Material for this exercise:
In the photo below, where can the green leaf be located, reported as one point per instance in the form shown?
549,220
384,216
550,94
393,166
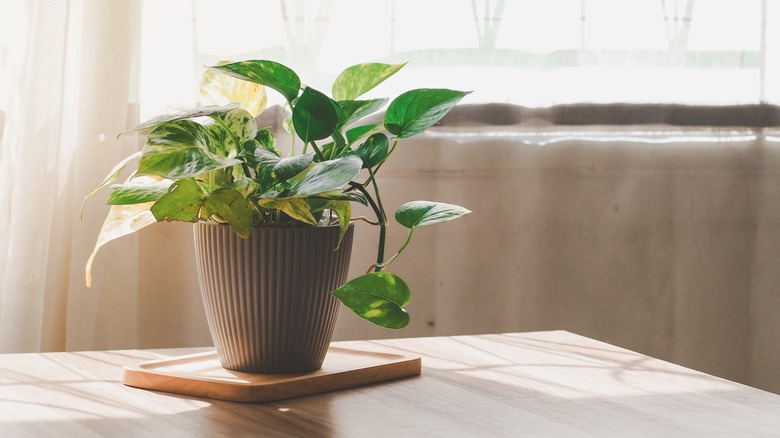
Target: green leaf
339,195
342,208
359,132
181,149
314,116
296,208
358,79
183,202
378,297
354,110
373,151
421,213
267,140
231,206
320,177
121,221
241,124
111,177
138,192
287,168
417,110
191,113
269,73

Exercise directions: Reproduce the material in its entirety and word for word, without the pictures.

Answer for this exercise:
In the photo below, where can the green leaf be located, reported as one point per instance in the form shown?
549,220
384,216
550,94
393,166
Target: green leaf
339,195
342,208
359,132
181,149
314,116
296,208
358,79
183,202
378,297
354,110
373,151
421,213
267,140
231,206
320,177
121,221
241,124
111,177
138,192
287,168
417,110
191,113
269,73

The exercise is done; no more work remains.